## Exercise brief
Quote the whole listing verbatim.

## Recorded data

# # # #

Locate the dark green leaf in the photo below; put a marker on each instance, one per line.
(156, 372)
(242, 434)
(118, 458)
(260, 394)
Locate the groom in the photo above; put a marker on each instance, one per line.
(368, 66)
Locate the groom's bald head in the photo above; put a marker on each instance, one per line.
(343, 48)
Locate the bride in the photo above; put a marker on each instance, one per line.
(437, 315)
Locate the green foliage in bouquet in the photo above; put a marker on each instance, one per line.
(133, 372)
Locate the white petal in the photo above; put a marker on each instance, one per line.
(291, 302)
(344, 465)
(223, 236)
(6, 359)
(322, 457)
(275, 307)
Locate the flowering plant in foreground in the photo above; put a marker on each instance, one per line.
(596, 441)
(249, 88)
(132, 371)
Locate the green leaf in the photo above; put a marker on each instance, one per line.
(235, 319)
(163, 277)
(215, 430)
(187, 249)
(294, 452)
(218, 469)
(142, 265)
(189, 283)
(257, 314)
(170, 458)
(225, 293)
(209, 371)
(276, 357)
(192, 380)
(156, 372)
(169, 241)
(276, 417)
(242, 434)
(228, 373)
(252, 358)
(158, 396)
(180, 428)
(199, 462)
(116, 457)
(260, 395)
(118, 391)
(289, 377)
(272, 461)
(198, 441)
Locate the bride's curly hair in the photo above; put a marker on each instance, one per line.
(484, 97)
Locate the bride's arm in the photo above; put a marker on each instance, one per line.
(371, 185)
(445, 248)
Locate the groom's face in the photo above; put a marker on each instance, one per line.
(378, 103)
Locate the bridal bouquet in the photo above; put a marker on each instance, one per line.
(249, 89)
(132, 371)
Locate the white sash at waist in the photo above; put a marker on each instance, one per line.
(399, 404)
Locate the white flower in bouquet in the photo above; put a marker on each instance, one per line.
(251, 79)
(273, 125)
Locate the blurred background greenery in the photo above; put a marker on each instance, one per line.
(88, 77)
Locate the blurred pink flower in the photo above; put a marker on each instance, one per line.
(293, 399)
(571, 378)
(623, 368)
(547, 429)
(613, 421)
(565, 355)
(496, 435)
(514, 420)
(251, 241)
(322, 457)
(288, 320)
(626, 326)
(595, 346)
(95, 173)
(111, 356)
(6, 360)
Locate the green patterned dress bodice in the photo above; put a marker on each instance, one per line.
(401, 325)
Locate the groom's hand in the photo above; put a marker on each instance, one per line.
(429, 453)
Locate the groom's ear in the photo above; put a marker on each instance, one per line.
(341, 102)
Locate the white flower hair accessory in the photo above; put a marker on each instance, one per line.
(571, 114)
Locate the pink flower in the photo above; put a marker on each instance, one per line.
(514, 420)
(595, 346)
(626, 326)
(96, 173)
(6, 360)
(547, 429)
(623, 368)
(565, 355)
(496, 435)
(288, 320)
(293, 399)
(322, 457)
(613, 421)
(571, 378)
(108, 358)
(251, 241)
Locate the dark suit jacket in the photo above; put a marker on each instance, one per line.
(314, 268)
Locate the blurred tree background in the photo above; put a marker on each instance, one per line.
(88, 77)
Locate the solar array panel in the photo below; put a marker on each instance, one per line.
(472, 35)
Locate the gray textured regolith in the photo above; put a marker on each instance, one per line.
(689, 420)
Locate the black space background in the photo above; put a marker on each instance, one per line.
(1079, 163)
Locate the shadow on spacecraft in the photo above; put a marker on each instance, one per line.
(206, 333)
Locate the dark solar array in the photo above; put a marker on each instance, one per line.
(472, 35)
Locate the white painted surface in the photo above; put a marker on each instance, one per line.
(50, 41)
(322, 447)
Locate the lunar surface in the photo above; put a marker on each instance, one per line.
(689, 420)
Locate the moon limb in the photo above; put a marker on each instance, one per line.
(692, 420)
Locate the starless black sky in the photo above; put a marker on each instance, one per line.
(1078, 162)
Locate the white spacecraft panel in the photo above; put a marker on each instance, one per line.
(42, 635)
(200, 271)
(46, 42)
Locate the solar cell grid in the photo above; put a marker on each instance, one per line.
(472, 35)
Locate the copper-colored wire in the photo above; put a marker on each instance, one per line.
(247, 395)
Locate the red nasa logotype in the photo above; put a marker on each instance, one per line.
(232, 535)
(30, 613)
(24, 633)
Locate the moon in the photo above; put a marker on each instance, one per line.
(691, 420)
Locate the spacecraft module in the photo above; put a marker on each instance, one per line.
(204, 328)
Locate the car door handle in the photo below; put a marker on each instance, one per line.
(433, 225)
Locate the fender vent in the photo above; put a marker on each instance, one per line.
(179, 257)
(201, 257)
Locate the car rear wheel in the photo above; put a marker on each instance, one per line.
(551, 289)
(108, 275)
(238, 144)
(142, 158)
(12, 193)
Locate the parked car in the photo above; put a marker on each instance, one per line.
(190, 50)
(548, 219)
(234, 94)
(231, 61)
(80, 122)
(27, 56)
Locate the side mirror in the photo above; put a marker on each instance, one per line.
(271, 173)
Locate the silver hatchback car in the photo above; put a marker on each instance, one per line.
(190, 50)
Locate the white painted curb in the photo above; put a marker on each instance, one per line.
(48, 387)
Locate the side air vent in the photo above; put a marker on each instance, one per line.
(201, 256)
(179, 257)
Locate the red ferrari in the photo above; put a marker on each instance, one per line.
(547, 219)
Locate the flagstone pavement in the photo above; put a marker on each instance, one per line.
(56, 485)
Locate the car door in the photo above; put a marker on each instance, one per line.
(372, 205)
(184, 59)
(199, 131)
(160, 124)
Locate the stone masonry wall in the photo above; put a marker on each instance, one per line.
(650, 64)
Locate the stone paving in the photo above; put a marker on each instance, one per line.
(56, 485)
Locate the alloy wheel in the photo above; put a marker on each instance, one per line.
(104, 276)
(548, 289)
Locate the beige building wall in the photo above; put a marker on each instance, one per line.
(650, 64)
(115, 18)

# # # #

## Reply
Locate the dark green leaf in the photo below; put a marker on each instance, one per line.
(156, 372)
(242, 434)
(118, 458)
(260, 394)
Locate the groom in the photo above; put a marker on each instance, one per line.
(368, 66)
Locate the groom's bald head in the photo above; put a marker on each instance, one per line.
(343, 48)
Locate the bride in the photo above; put a marker on each instance, one per line.
(437, 315)
Locate the green foliage in bouquet in the photo above; put a marker on each instance, one per line.
(133, 372)
Locate the white petal in the photo above; put a marker on each instance, one per line.
(291, 302)
(344, 465)
(223, 236)
(6, 359)
(322, 457)
(275, 307)
Locate the flowering plant in foreground in the photo above; put a marker on each instance, one per line.
(596, 441)
(249, 88)
(132, 371)
Locate the green leaf in the photo above; put a marker on each instance, one per line.
(235, 319)
(163, 277)
(215, 430)
(187, 249)
(294, 452)
(218, 469)
(142, 265)
(189, 283)
(257, 314)
(170, 458)
(225, 293)
(209, 371)
(276, 357)
(192, 380)
(156, 372)
(169, 241)
(276, 417)
(242, 434)
(228, 373)
(252, 358)
(158, 396)
(180, 428)
(199, 462)
(116, 457)
(260, 395)
(118, 391)
(289, 377)
(272, 461)
(198, 441)
Locate the bride's curly hair in the photo above; put a marker on each instance, one per line.
(484, 97)
Locate the bride's arm in the photo above; put a marker on each instance, one per line.
(371, 185)
(445, 248)
Locate the groom's face in the photo above; put a marker on each instance, one per line.
(378, 103)
Locate the bridal bouquet in the photo above; put a marker on each instance, one per line.
(249, 89)
(132, 371)
Locate the white sash at waist in the photo above; put a marker on each instance, one per line.
(399, 404)
Locate the white flower in bouquet in the photo above; put a marker on each instance, one per line.
(251, 79)
(273, 125)
Locate the blurred background greenery in the photo above; put a marker on each instance, one per line.
(88, 77)
Locate the blurred pink flower in the photo above; put a marker on each instance, one per line.
(293, 399)
(571, 378)
(623, 368)
(547, 429)
(613, 421)
(565, 355)
(496, 435)
(514, 420)
(251, 241)
(322, 457)
(288, 320)
(626, 326)
(595, 346)
(95, 173)
(111, 356)
(6, 360)
Locate the green patterned dress bodice in the photo above; put a marker on each instance, one per line.
(401, 325)
Locate the groom's hand in the photo above; put a marker on each instance, one per line.
(429, 453)
Locate the groom's ear in the photo above; put a marker on each instance, one per line.
(341, 102)
Locate the white flower hair accessory in the photo above; put a marker on each instance, one per line.
(571, 114)
Locate the pink flower in the photo above; put a marker on each instance, one per line.
(514, 420)
(595, 346)
(626, 326)
(96, 173)
(6, 360)
(547, 429)
(623, 368)
(565, 355)
(496, 435)
(288, 320)
(293, 399)
(322, 457)
(613, 421)
(571, 378)
(108, 358)
(251, 241)
Locate the dark suit jacket in the photo above; put a marker on each instance, one per line.
(314, 268)
Locate the blurred tree background in the photo above; put a marker on each instance, one per line.
(88, 77)
Locate the solar array panel in the photo below; put a marker on each instance, one per line.
(472, 35)
Locate the gray textured regolith in the photo above; put a marker on each instance, one per line.
(689, 420)
Locate the black space background in the photo above; put a marker on each instance, one per line.
(1079, 163)
Locate the shadow on spacecraft in the photo above; put a marker on each instance, one per line.
(206, 333)
Locate the dark solar array in the photo above; put a marker on each instance, one per line.
(472, 35)
Locate the white painted surface in the photo above; put a marker on each instance, one per line.
(50, 41)
(322, 447)
Locate the lunar surface in the photo above; put a marker on each instance, one per line.
(689, 420)
Locate the moon limb in the photo above; put a marker on each instance, one per line.
(692, 420)
Locate the starless black sky in the photo above; put a marker on each instance, one per line.
(1078, 162)
Locate the white spacecraft panel in the photo above; put a marker on each instance, one per line.
(42, 635)
(200, 271)
(46, 42)
Locate the solar cell grid in the photo above; put a marker on each instance, one per line.
(472, 35)
Locate the copper-colored wire in the photo above; put a marker on each instance, one per line.
(247, 395)
Locate the red nasa logotype in the photo above; put a marker on each instance, one per line.
(232, 535)
(30, 613)
(24, 633)
Locate the moon in the photo above; put a marker on each instance, one per line.
(691, 420)
Locate the spacecraft module in the photo above; put a marker on each instance, one per line.
(204, 328)
Locate the car door handle in the photo below; put a marker on each instance, one per line.
(433, 225)
Locate the fender vent in the photo above; put a marker on each instance, one per line.
(179, 257)
(201, 257)
Locate the car rear wheel in the photo above; put a marker on each instance, one per line.
(551, 289)
(108, 275)
(238, 144)
(142, 158)
(12, 193)
Locate the parked car in the photo above; put a marker on each instance, one per line.
(190, 50)
(548, 219)
(234, 94)
(231, 61)
(80, 122)
(27, 56)
Locate the side mirror in the photo above; put a marker on each instance, one per line.
(271, 173)
Locate the silver hatchback car in the photo above; put a marker on each instance, one per line.
(190, 50)
Locate the white painted curb in the photo above; put a marker on each instance, one per line.
(48, 387)
Locate the side air vent in the photo above; put a marker on each instance, one per line.
(201, 256)
(179, 257)
Locate the red ferrari in the photo above; put a marker on each instance, one per line.
(547, 219)
Locate the flagstone pavement in the photo above; put a marker on each instance, one per line.
(56, 485)
Locate the car door in the photo above; put a marker on each instance, one per line.
(372, 205)
(184, 59)
(199, 131)
(160, 124)
Locate the stone masonry wall in the photo above; put a marker on each instance, one per line.
(650, 64)
Locate the stone paving in the photo above; put a marker on each instance, one per line.
(56, 485)
Locate the alloy wheel in the photo above; put a marker on each instance, one per line.
(104, 276)
(548, 289)
Locate the beige building wall in the photo above; put a marker on each instance, one per line.
(650, 64)
(115, 18)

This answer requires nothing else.